■ Raw records:

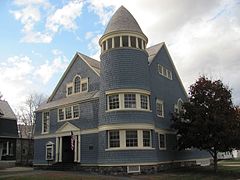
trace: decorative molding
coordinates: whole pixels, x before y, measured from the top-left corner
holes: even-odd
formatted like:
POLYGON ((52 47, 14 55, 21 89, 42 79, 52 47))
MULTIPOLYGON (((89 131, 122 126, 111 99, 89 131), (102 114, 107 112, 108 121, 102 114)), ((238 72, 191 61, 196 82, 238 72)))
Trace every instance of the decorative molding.
POLYGON ((65 124, 63 124, 57 131, 56 134, 61 134, 61 133, 66 133, 66 132, 74 132, 74 131, 80 131, 80 129, 76 126, 74 126, 73 124, 71 124, 70 122, 66 122, 65 124))
POLYGON ((140 94, 151 95, 150 91, 144 90, 144 89, 114 89, 114 90, 108 90, 105 93, 106 95, 115 94, 115 93, 140 93, 140 94))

■ Work required: Reproduce the entire listing above verbatim, omitting the picture.

■ Complete response:
trace: decorative molding
coordinates: whole pixels, x before y, measured from the top-left corner
holes: even-odd
formatted like:
POLYGON ((52 47, 14 55, 21 89, 42 79, 52 47))
MULTIPOLYGON (((89 131, 122 126, 111 99, 89 131), (102 114, 107 112, 108 121, 102 114)), ((238 72, 191 61, 196 82, 238 72)))
Trace every instance of the decorative molding.
POLYGON ((65 124, 63 124, 57 131, 56 134, 61 134, 61 133, 66 133, 66 132, 74 132, 74 131, 80 131, 80 129, 76 126, 74 126, 73 124, 71 124, 70 122, 66 122, 65 124))
POLYGON ((140 94, 151 95, 150 91, 144 90, 144 89, 114 89, 114 90, 108 90, 105 93, 106 95, 115 94, 115 93, 140 93, 140 94))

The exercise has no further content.